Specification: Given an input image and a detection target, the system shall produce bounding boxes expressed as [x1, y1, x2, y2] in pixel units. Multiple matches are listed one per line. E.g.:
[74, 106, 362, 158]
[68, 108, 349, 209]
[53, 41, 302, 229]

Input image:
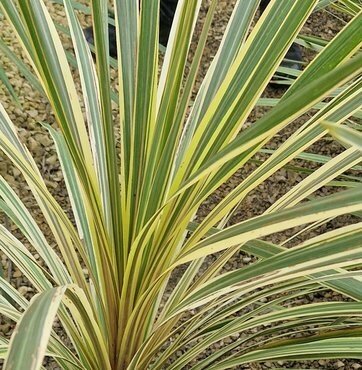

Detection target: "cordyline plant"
[0, 0, 361, 369]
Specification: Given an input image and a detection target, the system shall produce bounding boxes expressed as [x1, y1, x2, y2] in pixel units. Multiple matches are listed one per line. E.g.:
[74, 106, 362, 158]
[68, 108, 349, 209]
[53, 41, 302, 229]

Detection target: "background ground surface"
[0, 1, 360, 369]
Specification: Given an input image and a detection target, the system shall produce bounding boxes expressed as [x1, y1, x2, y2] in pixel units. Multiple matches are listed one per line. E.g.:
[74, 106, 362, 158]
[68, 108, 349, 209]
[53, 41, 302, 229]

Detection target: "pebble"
[28, 109, 39, 118]
[0, 323, 11, 334]
[3, 174, 14, 183]
[12, 167, 21, 177]
[34, 133, 53, 147]
[46, 154, 58, 165]
[27, 137, 40, 152]
[12, 270, 22, 278]
[18, 286, 29, 296]
[0, 161, 8, 173]
[44, 179, 58, 189]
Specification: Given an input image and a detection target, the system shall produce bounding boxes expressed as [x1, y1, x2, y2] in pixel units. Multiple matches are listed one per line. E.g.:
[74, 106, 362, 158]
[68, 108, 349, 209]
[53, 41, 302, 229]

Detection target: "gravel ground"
[0, 1, 361, 369]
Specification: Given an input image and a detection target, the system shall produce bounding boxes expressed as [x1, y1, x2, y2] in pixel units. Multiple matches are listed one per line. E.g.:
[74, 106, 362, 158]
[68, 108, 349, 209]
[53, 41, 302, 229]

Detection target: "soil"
[0, 1, 360, 369]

────────────────

▶ **TASK PROMPT**
The task calls for repeating each line above exactly while excluding the pictures.

▶ **RESULT OF THIS EXERCISE**
Specification: Given an input image and a detection target, the system shall produce bounding boxes expressed as [x1, y1, x2, y2] in pixel units. Multiple matches are listed one per line. E.g.:
[74, 106, 362, 158]
[68, 108, 349, 209]
[53, 41, 302, 229]

Input image:

Detection target: "cordyline plant"
[0, 0, 361, 369]
Specification: Given an input image and a detection target, the system shall produce bounding boxes expressed as [x1, y1, x2, y2] in pixel units. Multiple matches are listed one per line. E.g.:
[74, 106, 362, 158]
[68, 108, 349, 209]
[53, 41, 302, 229]

Detection target: "background ground surface"
[0, 1, 360, 369]
Specification: Given an input image and a detection target, the system shall produce bounding boxes expressed as [x1, y1, x2, y2] in pixel units. Multiple matches are listed one per line. E.g.:
[74, 106, 362, 158]
[68, 108, 349, 209]
[53, 41, 302, 229]

Detection target: "pebble"
[28, 109, 39, 118]
[0, 323, 11, 334]
[3, 174, 14, 183]
[12, 167, 21, 177]
[34, 133, 53, 147]
[46, 154, 58, 165]
[27, 137, 40, 152]
[12, 270, 22, 278]
[18, 286, 29, 296]
[0, 161, 8, 173]
[44, 179, 58, 189]
Specification: Given an input image and a detection target, the system shall produce bounding boxes expressed as [x1, y1, x2, y2] in pixel units. Multiple matches are listed one per line. E.g.:
[74, 106, 362, 158]
[68, 108, 349, 209]
[53, 41, 302, 229]

Detection target: "gravel ground"
[0, 1, 361, 369]
Specification: Given an input image and a detection target, the system shall produce bounding boxes expressed as [x1, y1, x2, y2] in pixel units. Multiple matches are listed one per line. E.g.:
[74, 106, 362, 158]
[68, 108, 349, 209]
[53, 41, 302, 229]

Detection target: "soil"
[0, 1, 360, 369]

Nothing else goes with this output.